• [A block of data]
=======
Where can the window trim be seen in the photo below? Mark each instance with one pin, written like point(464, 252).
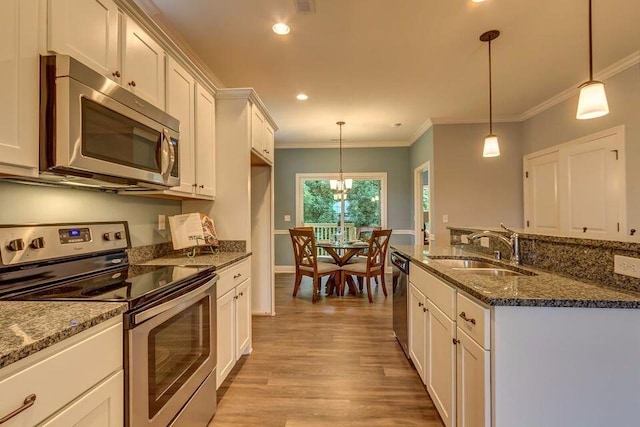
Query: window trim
point(382, 176)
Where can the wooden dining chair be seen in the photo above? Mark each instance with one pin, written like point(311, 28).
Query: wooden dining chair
point(307, 264)
point(374, 266)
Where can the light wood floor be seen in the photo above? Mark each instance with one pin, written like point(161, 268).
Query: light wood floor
point(335, 363)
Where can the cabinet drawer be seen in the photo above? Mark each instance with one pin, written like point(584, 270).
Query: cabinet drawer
point(442, 295)
point(60, 378)
point(232, 276)
point(477, 323)
point(418, 277)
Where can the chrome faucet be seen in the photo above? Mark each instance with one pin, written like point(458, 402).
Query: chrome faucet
point(513, 241)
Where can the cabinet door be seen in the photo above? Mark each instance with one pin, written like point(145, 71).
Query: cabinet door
point(19, 87)
point(181, 105)
point(102, 406)
point(243, 318)
point(205, 142)
point(257, 130)
point(595, 188)
point(542, 208)
point(417, 329)
point(143, 65)
point(226, 335)
point(269, 142)
point(441, 363)
point(473, 383)
point(86, 30)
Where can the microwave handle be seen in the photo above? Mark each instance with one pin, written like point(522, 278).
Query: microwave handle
point(168, 155)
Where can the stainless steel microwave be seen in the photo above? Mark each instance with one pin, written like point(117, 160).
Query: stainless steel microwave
point(94, 129)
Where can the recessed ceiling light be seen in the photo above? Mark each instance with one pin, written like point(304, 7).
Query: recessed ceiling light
point(281, 28)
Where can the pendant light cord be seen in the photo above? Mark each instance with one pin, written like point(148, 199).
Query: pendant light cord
point(490, 97)
point(590, 46)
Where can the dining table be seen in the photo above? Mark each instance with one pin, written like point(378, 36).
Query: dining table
point(342, 252)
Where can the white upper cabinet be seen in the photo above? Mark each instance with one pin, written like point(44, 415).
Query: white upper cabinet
point(205, 142)
point(578, 188)
point(181, 105)
point(143, 64)
point(19, 69)
point(88, 31)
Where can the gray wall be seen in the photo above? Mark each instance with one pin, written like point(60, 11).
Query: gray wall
point(21, 203)
point(559, 124)
point(393, 161)
point(473, 190)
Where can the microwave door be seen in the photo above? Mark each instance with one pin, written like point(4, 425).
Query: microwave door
point(108, 138)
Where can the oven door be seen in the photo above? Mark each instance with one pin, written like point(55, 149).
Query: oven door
point(171, 351)
point(98, 135)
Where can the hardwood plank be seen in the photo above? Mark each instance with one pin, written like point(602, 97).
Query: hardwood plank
point(335, 362)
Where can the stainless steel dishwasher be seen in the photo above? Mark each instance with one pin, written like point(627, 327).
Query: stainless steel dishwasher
point(400, 265)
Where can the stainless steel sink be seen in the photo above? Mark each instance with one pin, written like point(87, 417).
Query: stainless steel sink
point(464, 263)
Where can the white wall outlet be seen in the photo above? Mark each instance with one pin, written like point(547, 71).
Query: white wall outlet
point(626, 265)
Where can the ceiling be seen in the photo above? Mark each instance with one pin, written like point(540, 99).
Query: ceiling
point(374, 63)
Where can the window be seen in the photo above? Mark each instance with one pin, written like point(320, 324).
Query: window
point(365, 204)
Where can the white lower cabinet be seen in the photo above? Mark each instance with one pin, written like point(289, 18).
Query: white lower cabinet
point(417, 329)
point(233, 317)
point(473, 383)
point(77, 382)
point(441, 363)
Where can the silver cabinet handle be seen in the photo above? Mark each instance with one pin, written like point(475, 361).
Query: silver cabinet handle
point(464, 317)
point(28, 402)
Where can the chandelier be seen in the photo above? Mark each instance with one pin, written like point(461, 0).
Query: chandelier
point(340, 186)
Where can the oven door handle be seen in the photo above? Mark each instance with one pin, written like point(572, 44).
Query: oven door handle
point(186, 299)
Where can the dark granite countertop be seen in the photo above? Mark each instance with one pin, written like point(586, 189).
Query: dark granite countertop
point(218, 260)
point(540, 290)
point(28, 327)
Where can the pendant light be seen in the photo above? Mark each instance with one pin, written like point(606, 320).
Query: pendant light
point(340, 186)
point(491, 146)
point(593, 99)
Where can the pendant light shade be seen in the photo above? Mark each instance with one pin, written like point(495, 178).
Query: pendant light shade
point(491, 146)
point(593, 99)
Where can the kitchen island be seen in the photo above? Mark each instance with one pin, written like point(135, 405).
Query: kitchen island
point(523, 350)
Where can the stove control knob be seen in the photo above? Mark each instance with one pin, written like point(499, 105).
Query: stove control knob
point(37, 243)
point(16, 245)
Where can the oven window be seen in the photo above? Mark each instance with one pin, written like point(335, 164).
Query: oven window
point(177, 348)
point(110, 136)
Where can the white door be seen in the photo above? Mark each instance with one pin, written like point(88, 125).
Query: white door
point(19, 69)
point(205, 142)
point(102, 406)
point(417, 329)
point(143, 65)
point(181, 105)
point(441, 363)
point(243, 318)
point(226, 332)
point(88, 31)
point(473, 383)
point(594, 183)
point(542, 208)
point(257, 130)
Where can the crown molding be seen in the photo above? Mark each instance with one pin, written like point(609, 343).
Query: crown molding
point(247, 93)
point(604, 74)
point(372, 144)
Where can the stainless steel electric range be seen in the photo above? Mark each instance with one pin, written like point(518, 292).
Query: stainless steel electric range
point(170, 325)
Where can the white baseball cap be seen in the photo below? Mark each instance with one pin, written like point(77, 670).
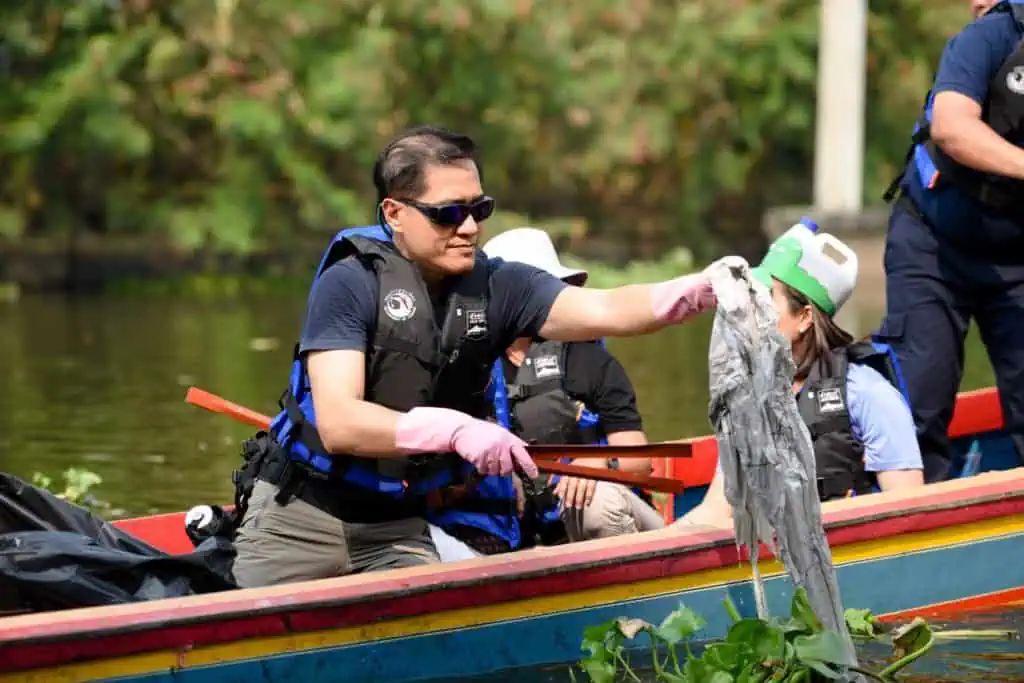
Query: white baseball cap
point(532, 247)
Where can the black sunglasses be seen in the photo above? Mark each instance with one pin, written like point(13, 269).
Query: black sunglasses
point(456, 213)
=======
• [What you should do] Output everything from the beginning of the material down to the line containing "point(374, 266)", with both ends included, and reproduce those lines unchanged. Leave the pictures out of your answer.

• [Answer for this exercise]
Where can the window trim be seen in the photo below? Mark each instance with one pin, written like point(464, 252).
Query: window trim
point(382, 176)
Where can the wooden dining chair be seen in the photo above? Mark each instance with one pin, written like point(311, 28).
Query: wooden dining chair
point(307, 264)
point(374, 266)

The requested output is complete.